__What is being asked__: Without including any pictures, write out all the entries exactly.
┌─ Input for this task
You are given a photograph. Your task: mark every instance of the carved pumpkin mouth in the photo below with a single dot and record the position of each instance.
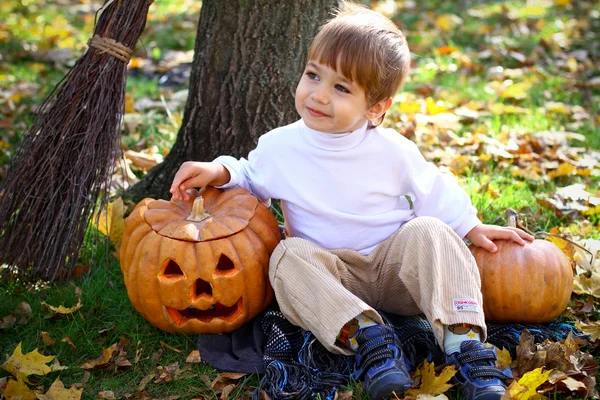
(218, 310)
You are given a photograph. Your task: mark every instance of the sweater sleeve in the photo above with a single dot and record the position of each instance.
(437, 195)
(251, 174)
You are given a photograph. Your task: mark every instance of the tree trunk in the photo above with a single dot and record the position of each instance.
(248, 58)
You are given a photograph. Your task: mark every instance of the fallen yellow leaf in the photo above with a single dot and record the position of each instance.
(516, 91)
(564, 169)
(193, 357)
(63, 309)
(18, 390)
(111, 221)
(22, 365)
(590, 328)
(58, 392)
(430, 382)
(447, 22)
(526, 387)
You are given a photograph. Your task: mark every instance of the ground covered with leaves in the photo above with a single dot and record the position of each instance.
(504, 96)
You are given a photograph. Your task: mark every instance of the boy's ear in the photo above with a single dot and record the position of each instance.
(378, 109)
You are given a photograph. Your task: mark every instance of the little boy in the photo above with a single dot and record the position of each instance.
(370, 224)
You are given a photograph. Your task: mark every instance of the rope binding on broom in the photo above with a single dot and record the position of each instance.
(112, 47)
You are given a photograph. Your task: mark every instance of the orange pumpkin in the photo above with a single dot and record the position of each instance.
(524, 284)
(187, 269)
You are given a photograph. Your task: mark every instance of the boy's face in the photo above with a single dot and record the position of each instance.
(329, 102)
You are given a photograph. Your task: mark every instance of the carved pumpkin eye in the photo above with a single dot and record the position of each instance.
(225, 266)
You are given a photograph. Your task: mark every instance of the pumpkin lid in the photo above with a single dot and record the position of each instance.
(222, 214)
└─
__Reply to the task__:
You are given a photograph. Your task: mark every instance of the carved pumpkin mouth in the photo below with a single dot and record the position of each instance.
(218, 310)
You are given a photograph. Your task: mark every instance of the sweater sleeve in the photo above with a single dot and record the position of each instance.
(437, 195)
(251, 174)
You are given a photograph. Your task: mark every instance of the tree trunk in the photo above with a single dot and record the position of each instance.
(248, 58)
You are given a photograph. Your task: mark every instance of the fallen yellow leaf in the photo above with a single dot and record the position of each instance.
(516, 91)
(564, 169)
(193, 357)
(63, 309)
(18, 390)
(111, 221)
(22, 365)
(590, 328)
(58, 392)
(430, 382)
(447, 22)
(526, 387)
You are given a photograph. Your task: mark every instance of the ground covered with leaves in the photo above with a single dot and record the position of each instance.
(504, 96)
You are given a photograph. Your task: mark every instance of the boy's ear in the photo above with a single dot and record the position of each instance.
(378, 109)
You are given a photograph. Your task: mark every instance of the little boy in the photo above with a single dot and record the position of each instance.
(370, 224)
You are given a photograph. Your task: mark every instance of the rope binding on broom in the photo above with a single dot and record the position of each instance.
(112, 47)
You are given a photograph. Your task: mark every instance of the orange pumpkin in the photo above with a single dot and record the position of each instance.
(524, 284)
(187, 269)
You are given a photograph. Your task: mark every instance of the boy's face in the photo above with a single dot and record the position of each instance.
(329, 102)
You are given a photograph. Your task: mark every instance of the carved pumpkin eye in the photo above with a single dot and record the position of each instance.
(225, 266)
You are given a photograph. Your task: mark every instance of the pumpkin lid in the photo above with a single dot and record the position of each instance.
(222, 214)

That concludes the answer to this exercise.